→ **The task**:
Return every line of the rows below that contains the word "dark". Copy each such line unchanged.

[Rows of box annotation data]
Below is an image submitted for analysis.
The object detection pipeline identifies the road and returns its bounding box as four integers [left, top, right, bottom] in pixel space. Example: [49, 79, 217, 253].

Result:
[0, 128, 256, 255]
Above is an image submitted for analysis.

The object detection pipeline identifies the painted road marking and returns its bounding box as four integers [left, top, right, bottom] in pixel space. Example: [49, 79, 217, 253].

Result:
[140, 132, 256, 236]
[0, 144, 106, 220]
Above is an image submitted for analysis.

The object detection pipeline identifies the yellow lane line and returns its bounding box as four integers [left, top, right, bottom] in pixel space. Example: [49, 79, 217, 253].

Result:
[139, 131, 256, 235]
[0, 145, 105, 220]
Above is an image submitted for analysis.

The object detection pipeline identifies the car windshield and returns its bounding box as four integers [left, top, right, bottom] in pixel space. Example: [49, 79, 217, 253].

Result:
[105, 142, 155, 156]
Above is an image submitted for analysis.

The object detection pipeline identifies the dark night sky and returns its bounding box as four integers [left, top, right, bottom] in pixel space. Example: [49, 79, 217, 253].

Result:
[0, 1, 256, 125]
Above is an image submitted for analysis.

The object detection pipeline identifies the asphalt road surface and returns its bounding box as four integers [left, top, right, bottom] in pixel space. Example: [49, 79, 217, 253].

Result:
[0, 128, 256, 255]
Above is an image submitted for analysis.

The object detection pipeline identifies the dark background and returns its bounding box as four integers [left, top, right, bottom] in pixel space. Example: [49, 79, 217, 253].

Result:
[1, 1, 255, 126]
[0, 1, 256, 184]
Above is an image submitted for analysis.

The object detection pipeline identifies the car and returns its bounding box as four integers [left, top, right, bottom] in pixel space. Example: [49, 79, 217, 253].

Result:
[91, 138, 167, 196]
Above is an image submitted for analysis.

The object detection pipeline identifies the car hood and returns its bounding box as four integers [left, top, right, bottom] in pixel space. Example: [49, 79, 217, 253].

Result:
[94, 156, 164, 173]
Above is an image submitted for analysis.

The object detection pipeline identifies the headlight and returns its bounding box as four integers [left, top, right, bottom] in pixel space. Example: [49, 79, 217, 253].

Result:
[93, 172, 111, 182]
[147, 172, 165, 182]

---

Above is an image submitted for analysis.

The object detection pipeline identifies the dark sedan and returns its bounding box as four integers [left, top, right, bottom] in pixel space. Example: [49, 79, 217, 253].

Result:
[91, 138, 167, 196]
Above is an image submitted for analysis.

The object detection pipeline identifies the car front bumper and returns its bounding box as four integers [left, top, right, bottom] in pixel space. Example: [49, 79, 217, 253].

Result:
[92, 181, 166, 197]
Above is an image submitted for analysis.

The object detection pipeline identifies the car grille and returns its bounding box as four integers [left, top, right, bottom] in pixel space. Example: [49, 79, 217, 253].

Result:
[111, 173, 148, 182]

→ **Output for this exercise**:
The object detection pipeline identifies the dark night sky and returns its bounding box as four integers [left, top, right, bottom] in pixel space. Example: [49, 79, 217, 253].
The object detection pipeline identifies the dark background and returns its bounding box as four integers [left, top, right, bottom] in pixel space. Example: [49, 79, 217, 253].
The object detection pipeline identifies the dark sedan and returns its bounding box as four integers [left, top, right, bottom] in pixel space. Example: [49, 79, 217, 253].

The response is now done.